ЦИТИРУЕМЫЙ ОТРЫВОК:
'''
Эта двойственность (свои, родимые, — и всех кого угодно) и есть тайна матерных слов. Так же, как водки. Однажды мы с женой приехали в деревню в середине апреля. Пошли через лес, сосновый, а где лиственный — то лишь опушившийся, повернули и вышли на голый луг. Ни следа человеческого присутствия. И вдруг увидели нашу деревню, всю разом. В километре, а словно в далеком далеке. Маленькую, горсть избенок, низенькую, крыши над землей. И заторопились — не на вид, а на мысль: поскорее войти в дом и выпить. Реакция не на настроение, а на зрение. Органика, условный рефлекс: глаз смотрит, рот глотает… Мат — прежде всего органика междометий. Бессмысленных: эх да ух да ну-ка — невозможно молчать, когда кто-то слушает. В какую-то минуту — междометий, передающих переживание, боль, отчаяние. Содержание — ничтожное: плохо мне; реже — хорошо. Слова содержательные в том и другом случае ни при чем. На третьем этапе — междометий, проникших в кровь, подменивших основной словарь, сковавших язык.
Междометий, но не совсем остывших от тепла, а то и огня упомянутой личностности, родимости. Человечество устроено так, что иностранец не может до конца понять стихи не на своем языке, даже когда свободно на нем говорит. Почему белеет парус одинокий, а не белеет одинокий парус? В этом плане матерщина сродни поэзии. Мне втолковывали, что сербская круче русской. А где сербская, там и хорватская, и так далее. Судить не могу — не серб, отвечаю за русскую. Сейчас повыразительней скажешь — засудят, поэтому пишу слово латиницей, да еще и «запикиваю». Конец стихотворения Бродского «Похороны Бобо»: «Идет четверг. Я верю в пустоту, / в ней как в Аду, но более ..rovo. / И новый Дант склоняется к листу / и на пустое место ставит слово». Ну вот так человеку: хоронит; прелестную Бобо; а «бобо» — на детском языке еще и больно. Кто может передать это лучшим образом, более здорово, менее фартово, — валяйте. Но мне оставьте этот вариант, для частных моих нужд и грез.
'''
ИСХОДНЫЕ ДАННЫЕ:
'''
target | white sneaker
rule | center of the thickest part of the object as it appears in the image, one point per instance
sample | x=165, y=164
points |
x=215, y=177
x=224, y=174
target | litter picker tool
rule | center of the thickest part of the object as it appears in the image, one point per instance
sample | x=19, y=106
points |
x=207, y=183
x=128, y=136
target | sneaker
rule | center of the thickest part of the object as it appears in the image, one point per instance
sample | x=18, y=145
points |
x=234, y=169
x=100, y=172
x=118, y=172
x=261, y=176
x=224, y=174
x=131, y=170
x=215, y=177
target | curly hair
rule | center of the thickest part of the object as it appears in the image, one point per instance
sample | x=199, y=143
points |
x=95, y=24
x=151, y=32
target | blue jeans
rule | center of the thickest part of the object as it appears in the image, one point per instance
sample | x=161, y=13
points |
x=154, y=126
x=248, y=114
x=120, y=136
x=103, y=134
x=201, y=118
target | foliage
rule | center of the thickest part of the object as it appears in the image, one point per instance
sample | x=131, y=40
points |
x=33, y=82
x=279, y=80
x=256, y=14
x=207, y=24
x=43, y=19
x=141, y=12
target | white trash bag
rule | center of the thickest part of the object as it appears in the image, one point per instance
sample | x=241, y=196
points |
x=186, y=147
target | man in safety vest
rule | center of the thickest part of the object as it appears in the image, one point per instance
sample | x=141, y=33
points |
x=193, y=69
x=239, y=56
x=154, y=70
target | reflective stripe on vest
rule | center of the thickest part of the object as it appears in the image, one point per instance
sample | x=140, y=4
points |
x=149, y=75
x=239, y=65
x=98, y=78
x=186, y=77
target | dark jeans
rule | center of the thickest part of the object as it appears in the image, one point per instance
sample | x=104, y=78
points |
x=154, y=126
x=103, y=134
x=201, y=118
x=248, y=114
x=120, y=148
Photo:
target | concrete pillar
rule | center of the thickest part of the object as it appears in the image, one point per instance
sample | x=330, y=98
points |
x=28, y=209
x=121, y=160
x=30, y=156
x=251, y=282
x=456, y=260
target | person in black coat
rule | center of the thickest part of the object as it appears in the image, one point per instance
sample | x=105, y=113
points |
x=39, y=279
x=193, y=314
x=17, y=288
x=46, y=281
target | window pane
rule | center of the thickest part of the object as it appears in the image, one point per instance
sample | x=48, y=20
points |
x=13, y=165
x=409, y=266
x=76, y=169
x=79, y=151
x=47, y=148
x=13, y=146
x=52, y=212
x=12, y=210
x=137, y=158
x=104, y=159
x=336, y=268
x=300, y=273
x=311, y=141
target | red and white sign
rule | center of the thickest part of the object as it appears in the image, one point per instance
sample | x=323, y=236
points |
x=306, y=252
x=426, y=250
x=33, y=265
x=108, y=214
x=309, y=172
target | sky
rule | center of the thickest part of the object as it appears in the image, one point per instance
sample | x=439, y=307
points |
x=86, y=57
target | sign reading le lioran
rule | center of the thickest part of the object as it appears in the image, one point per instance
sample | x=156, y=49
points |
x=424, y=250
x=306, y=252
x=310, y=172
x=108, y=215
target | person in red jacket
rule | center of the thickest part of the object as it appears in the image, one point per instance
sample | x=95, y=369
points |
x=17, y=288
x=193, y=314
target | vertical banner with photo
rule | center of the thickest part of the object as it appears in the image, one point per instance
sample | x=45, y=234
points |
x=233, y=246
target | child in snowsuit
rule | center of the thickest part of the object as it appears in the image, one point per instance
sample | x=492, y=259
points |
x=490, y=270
'''
ЗАДАЧА A:
Когда, согласно отрывку о матерных словах, рассказчик с женой приехали в деревню?
ЗАДАЧА B:
Перечислите все междометия, которые отрывок о матерных словах приводит как бессмысленные.
ЗАДАЧА C:
Продолжите отрывок о матерных словах после его последнего предложения.
Строки никак не связаны с цитируемым отрывком.

РЕЗУЛЬТАТ A:
В середине апреля.

РЕЗУЛЬТАТ B:
эх, ух, ну-ка

РЕЗУЛЬТАТ C:
Меня от публичного мата с души воротит. Мой сосед по деревне нашел на чердаке печатную 1889 года листовку большого формата, «Извлечение из Иоанна Златоуста». «О матерном слове». «Не должно ругаться, ибо оскорбляется священное имя матери. Первой — Богородицы, второй — родившей нас, третьей — земли». И далее, ясно и убедительно. «Мат называется сквернословием и никак иначе». Тон твердый, но человека, озабоченного настроением того, кто слушает тебя. И не принудительный: не повестка в суд, а хочешь материться, пеняй на себя. Как раз по мне.
Разновидность матерщины (оговоримся: периферийная) — та, которой развлекается интеллигенция. Редко когда звучит органично, по большей части как английский в младших классах советских школ. Несколько раз обращались этак ко мне. Вовлекая. Я уклонялся: на заводе в этом деле усовершенствовался весьма — не старался, а скорее по врожденной восприимчивости к языкам. Но когда огрызался, производило эффект.
Довлатов рассказывал: только призвали в армию, попал на гауптвахту, еще в Ленинграде. Забрали в сентябре, в гимнастерках, а в октябре — ранняя зима. Приезжает полковник в бараньей папахе и шинели с бараньим воротником, инспектировать. Их выстраивают, он сразу к Довлатову — правофланговый. Почему, кто, как. При этом обнаруживается у него дефект речи, пришепетывает. Продвигается вдоль строя, доходит до Петрова (я запомнил фамилию), деревенского паренька с располагающей физиономией. Папаха ищет его расположения: «Не виву я молосэватости у Далметова», — с улыбочкой. Петров: «А ты сперва хэ изо рта выплюнь».
Как у нас жить, не матерясь, не знаю. Никто не знает. Закон плох не потому, что против мата, а потому, что закон.